START Entries shown

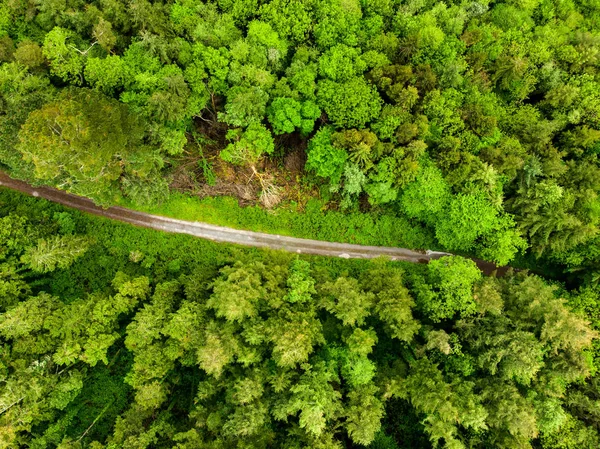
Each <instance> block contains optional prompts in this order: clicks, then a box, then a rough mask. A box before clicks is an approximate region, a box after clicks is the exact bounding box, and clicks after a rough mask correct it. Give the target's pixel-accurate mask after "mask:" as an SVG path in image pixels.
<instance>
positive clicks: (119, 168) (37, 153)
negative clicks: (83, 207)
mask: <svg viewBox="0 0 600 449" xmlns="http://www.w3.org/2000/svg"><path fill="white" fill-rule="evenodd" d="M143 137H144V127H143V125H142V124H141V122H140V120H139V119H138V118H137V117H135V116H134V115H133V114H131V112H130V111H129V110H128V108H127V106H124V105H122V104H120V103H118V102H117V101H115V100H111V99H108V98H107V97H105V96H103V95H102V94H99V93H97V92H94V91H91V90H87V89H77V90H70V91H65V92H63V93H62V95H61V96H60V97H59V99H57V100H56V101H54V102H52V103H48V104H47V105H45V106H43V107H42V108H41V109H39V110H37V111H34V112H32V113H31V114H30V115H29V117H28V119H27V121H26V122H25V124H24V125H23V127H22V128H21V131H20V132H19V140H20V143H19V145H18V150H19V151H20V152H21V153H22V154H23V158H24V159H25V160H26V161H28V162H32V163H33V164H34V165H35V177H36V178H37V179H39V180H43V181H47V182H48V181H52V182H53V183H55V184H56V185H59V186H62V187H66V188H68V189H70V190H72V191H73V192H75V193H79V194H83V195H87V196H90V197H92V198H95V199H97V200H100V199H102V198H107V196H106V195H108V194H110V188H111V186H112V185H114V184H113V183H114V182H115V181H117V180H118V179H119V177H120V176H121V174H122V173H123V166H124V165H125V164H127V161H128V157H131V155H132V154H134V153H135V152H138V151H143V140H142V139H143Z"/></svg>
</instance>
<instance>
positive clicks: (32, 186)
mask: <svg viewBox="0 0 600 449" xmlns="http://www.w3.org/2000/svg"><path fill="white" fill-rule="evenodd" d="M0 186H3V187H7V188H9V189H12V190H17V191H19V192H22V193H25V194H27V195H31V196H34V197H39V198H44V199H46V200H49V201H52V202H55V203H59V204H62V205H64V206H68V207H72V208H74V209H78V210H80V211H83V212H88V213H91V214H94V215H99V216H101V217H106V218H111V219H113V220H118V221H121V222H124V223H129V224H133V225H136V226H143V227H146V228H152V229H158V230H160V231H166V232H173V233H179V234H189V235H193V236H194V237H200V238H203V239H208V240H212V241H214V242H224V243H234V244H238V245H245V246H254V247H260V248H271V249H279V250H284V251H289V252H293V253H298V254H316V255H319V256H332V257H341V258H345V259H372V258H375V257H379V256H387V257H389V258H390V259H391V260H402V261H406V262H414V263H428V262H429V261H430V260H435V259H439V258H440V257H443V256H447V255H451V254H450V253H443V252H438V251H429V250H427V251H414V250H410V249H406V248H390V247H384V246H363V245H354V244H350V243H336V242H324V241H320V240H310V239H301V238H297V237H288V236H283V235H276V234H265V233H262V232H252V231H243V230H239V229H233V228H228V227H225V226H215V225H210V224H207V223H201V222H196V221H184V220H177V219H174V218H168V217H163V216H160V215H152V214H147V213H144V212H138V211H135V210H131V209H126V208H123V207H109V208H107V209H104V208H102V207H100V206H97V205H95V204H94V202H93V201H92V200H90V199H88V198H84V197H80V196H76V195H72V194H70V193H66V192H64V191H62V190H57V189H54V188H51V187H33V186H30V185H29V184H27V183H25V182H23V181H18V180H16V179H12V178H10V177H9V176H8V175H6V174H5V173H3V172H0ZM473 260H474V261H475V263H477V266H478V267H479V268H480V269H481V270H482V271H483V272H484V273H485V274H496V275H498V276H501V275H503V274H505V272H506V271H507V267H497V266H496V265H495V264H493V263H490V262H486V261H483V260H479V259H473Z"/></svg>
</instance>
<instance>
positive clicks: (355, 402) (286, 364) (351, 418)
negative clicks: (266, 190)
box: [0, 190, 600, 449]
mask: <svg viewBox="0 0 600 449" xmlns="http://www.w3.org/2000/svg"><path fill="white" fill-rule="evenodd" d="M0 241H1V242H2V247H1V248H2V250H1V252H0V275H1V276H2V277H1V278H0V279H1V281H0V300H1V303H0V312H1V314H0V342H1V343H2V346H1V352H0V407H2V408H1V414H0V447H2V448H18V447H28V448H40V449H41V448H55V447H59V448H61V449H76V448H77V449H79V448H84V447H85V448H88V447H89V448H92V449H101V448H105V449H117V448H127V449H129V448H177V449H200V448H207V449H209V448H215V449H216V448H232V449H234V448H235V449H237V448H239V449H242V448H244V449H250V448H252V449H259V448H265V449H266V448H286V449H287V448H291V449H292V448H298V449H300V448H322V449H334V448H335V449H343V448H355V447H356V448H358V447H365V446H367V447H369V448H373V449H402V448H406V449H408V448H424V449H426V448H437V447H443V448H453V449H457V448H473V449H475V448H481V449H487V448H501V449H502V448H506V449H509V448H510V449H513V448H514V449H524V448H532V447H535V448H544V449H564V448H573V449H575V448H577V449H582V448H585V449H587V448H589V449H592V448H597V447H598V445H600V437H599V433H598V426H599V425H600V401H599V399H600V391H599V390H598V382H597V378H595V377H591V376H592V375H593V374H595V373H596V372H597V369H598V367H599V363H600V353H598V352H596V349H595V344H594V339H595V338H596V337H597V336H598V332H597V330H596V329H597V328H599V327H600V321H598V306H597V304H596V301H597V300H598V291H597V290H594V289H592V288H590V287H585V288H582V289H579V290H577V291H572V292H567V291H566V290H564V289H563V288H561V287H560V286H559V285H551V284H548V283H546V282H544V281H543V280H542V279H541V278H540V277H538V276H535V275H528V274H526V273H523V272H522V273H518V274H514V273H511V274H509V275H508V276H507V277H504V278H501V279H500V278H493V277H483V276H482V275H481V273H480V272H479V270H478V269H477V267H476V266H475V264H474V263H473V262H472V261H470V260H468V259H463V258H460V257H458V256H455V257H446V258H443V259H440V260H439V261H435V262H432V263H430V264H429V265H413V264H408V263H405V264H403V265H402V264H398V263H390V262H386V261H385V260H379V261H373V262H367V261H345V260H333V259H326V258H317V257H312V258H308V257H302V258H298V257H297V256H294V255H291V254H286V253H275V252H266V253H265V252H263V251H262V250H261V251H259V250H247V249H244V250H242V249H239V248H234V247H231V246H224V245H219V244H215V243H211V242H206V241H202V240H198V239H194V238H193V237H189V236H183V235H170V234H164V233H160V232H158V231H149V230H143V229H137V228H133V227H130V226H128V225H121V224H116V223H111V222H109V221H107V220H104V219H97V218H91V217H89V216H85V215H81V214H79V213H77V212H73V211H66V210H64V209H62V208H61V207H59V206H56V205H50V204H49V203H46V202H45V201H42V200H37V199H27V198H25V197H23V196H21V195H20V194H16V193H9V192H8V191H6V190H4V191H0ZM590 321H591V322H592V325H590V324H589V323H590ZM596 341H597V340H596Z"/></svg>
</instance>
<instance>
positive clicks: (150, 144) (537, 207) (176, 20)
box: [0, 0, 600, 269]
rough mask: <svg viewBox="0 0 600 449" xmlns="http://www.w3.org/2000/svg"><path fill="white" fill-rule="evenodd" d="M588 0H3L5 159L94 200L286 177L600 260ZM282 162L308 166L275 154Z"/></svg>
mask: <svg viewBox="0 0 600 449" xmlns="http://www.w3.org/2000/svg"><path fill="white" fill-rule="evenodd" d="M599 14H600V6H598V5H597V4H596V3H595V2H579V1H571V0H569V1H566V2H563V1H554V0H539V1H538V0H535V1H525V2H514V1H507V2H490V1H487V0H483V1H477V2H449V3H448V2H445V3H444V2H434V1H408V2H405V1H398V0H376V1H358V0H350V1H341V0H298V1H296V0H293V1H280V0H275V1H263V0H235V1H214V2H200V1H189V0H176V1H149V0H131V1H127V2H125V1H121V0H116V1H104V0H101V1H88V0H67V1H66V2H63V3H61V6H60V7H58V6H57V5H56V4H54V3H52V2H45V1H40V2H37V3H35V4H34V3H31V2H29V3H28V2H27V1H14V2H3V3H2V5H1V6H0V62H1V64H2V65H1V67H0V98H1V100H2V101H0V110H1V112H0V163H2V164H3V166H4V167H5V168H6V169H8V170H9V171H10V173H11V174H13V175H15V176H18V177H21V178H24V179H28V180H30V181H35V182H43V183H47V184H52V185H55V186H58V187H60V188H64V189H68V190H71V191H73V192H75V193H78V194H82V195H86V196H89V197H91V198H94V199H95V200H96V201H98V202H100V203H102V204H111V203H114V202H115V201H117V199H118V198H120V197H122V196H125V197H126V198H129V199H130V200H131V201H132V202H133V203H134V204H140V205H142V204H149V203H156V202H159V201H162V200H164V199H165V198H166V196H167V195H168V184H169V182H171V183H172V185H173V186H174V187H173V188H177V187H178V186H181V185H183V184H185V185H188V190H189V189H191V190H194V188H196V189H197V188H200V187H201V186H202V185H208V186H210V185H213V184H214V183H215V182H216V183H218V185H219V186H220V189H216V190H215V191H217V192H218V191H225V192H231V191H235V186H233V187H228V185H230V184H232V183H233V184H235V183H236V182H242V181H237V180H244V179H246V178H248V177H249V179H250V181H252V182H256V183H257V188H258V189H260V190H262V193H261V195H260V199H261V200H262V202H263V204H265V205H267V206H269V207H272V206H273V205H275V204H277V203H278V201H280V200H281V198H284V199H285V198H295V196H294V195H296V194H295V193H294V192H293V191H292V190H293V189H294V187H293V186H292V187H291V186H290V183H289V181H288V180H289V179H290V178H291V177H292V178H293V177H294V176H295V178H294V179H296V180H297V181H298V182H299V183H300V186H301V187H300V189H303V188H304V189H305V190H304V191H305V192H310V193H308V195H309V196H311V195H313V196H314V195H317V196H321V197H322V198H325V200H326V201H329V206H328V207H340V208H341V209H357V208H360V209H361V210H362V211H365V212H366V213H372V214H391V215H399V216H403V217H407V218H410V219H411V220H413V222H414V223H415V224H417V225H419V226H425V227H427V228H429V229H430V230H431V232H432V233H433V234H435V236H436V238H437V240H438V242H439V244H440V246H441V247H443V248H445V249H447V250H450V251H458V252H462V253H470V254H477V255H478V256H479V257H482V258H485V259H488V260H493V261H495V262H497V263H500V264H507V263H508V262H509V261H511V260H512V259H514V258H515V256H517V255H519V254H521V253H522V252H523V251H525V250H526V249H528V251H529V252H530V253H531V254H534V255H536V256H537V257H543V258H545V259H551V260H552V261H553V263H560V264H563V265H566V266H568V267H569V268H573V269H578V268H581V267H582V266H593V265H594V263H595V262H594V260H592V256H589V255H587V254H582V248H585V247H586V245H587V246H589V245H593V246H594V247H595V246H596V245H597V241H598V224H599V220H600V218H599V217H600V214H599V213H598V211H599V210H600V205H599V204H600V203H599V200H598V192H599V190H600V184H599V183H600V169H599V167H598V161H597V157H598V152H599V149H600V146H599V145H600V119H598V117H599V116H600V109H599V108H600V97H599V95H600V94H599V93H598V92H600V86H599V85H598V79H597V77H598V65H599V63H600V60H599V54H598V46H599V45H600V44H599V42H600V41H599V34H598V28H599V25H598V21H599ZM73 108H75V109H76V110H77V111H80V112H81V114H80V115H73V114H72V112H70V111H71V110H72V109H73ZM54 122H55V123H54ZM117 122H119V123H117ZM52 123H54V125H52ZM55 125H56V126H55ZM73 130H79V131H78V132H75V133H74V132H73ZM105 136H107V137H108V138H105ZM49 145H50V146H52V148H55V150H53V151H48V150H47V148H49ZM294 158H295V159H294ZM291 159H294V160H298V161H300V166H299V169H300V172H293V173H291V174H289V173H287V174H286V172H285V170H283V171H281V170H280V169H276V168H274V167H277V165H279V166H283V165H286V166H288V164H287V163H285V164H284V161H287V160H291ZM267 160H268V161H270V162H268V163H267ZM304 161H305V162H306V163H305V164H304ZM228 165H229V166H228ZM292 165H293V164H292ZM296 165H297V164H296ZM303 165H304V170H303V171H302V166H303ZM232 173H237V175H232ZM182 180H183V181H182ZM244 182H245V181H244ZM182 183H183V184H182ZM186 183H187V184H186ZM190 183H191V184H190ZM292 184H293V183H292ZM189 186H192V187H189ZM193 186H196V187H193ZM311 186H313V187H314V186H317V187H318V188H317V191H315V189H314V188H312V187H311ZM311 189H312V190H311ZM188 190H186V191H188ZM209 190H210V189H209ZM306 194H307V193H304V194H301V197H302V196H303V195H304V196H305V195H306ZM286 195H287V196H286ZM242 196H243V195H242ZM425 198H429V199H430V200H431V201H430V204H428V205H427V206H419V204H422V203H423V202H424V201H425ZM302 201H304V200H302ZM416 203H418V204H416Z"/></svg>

END Entries shown

- Task to carry out
Within the entries above, find each line where "positive" appears; copy every one.

- Output below
positive clicks: (119, 168) (37, 153)
positive clicks: (32, 186)
positive clicks: (355, 402) (286, 364) (351, 418)
positive clicks: (150, 144) (537, 207) (176, 20)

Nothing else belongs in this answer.